**Task item**
Check each line of the material for the string "ball", and copy the lines that have it.

**Records for the exercise**
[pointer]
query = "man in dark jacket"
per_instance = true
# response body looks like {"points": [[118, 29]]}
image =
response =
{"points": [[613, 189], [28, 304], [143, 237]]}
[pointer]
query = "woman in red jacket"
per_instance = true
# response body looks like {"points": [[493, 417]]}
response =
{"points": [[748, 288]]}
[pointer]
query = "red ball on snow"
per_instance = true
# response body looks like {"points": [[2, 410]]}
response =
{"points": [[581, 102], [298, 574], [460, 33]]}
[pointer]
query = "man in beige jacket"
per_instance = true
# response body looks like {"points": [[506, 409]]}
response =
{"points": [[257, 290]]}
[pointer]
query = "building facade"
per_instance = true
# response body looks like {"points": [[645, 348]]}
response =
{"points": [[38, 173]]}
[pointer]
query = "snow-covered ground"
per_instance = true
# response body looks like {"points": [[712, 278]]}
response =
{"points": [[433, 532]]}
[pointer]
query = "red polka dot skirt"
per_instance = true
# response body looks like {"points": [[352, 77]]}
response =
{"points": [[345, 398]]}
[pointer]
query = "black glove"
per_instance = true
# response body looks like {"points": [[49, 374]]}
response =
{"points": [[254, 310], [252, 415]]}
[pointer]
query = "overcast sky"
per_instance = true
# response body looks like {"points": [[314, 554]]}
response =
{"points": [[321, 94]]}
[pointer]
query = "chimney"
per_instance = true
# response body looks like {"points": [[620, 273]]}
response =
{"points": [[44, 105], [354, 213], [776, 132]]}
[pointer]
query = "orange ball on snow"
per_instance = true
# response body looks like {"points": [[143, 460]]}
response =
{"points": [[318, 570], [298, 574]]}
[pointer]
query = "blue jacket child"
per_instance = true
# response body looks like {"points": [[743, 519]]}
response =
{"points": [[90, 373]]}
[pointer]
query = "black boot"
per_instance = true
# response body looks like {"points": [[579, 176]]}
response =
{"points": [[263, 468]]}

**Exercise solution**
query = "red ball on snow"
query = "orange ball on snow"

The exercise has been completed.